Puratos, a Belgium-based company specialising in the manufacture of raw materials for bakers, pastry chefs and chocolatiers, has just launched a new production unit for natural sourdoughs.
Located at the group’s Andenne site in Belgium and representing an investment of €21 million, the new unit is part of the group’s bio-fermentation centre and offers top level employment for experts in the field.
The objective is to accurately reproduce, on an industrial scale, the traditional baker’s methods of preparing sourdough cultures.
Few bakers still prepare sourdough the traditional way. Besides being a time-consuming task requiring considerable expertise, the outcome cannot be guaranteed as it relies on many parameters such as flour quality, the water, ambient temperature and so forth. This explains why the majority of bakers have replaced sourdough starters with yeast – much easier to handle even if it does not compare from a flavour perspective.
Several studies conducted by the Puratos group in the 90s found that consumers, including young people, prefer the taste of the good bread of yesteryear. Puratos initiated an extensive research programme that led to the creation of the ‘Sapore’, meaning flavour in Italian, range of natural sourdoughs. These leavens are based on lactic acid bacteria – the micro-organisms responsible for triggering fermentation – specific to particular countries.
The investment in Andenne complements the other Puratos group sourdough factories in Saint-Vith, near the German border in Belgium, and in Cherry Hill, near Philadelphia in the United States.

========================================================================

WORK ITEM A → Name every trade that the Puratos sourdough article says the company makes raw materials for.
WORK ITEM B → Return the part of the Puratos sourdough article that opens with the words containing "The objective is" and closes with "a flavour perspective.".

========================================================================

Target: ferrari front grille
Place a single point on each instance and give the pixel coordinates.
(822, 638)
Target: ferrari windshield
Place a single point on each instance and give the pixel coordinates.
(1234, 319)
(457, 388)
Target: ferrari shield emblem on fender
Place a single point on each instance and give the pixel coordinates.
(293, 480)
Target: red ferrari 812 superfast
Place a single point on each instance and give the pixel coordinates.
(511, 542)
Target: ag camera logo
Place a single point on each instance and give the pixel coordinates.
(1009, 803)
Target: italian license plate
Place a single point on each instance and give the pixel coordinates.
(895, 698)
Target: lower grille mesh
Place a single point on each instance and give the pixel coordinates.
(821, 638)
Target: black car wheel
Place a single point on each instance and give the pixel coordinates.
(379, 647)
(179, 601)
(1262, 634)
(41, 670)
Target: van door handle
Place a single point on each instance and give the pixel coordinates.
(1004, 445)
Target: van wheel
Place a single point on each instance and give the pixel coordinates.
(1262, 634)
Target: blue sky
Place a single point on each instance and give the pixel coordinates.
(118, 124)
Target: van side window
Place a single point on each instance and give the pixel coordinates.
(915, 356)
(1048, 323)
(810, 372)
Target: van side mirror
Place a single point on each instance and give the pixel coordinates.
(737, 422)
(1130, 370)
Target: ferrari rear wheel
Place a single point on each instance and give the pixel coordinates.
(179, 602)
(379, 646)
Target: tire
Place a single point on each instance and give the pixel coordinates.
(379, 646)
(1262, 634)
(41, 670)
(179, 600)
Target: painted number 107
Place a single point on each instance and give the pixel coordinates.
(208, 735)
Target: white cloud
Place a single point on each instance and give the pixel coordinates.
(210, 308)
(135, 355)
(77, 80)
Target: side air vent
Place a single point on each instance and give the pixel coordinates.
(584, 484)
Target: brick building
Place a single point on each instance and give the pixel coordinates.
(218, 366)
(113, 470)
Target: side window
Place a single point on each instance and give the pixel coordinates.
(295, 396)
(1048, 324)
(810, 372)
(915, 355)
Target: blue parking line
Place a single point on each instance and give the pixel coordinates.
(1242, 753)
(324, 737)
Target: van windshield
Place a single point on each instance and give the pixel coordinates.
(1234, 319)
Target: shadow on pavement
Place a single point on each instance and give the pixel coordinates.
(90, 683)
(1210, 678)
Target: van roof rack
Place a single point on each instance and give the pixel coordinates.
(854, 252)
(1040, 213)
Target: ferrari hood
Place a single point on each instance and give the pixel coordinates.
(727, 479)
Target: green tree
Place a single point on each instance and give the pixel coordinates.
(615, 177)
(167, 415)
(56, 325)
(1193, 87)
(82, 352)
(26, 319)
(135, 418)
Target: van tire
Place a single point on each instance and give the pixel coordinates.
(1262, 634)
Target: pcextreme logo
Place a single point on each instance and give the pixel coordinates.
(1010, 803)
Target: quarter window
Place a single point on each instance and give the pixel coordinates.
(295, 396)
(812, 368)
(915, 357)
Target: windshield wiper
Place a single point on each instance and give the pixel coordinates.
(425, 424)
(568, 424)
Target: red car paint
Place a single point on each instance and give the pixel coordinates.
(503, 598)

========================================================================

RESPONSE A → Bakers, pastry chefs and chocolatiers

RESPONSE B →
The objective is to accurately reproduce, on an industrial scale, the traditional baker’s methods of preparing sourdough cultures.
Few bakers still prepare sourdough the traditional way. Besides being a time-consuming task requiring considerable expertise, the outcome cannot be guaranteed as it relies on many parameters such as flour quality, the water, ambient temperature and so forth. This explains why the majority of bakers have replaced sourdough starters with yeast – much easier to handle even if it does not compare from a flavour perspective.